→ **Your goal**
Collect each line of the records below that contains the string "outline" and copy those lines in order.

----- The input

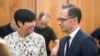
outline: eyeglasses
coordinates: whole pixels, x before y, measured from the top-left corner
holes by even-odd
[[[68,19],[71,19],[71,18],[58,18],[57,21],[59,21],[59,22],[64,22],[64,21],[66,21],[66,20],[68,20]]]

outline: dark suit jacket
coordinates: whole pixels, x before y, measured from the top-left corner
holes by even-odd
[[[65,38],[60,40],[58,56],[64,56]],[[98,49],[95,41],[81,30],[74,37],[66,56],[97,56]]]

----------
----- The input

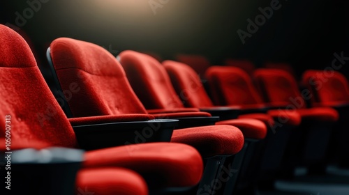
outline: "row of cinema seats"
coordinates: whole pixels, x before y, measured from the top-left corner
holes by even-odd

----------

→ **Result for this task**
outline: eyeglasses
outline: dark suit jacket
outline: "row of cinema seats"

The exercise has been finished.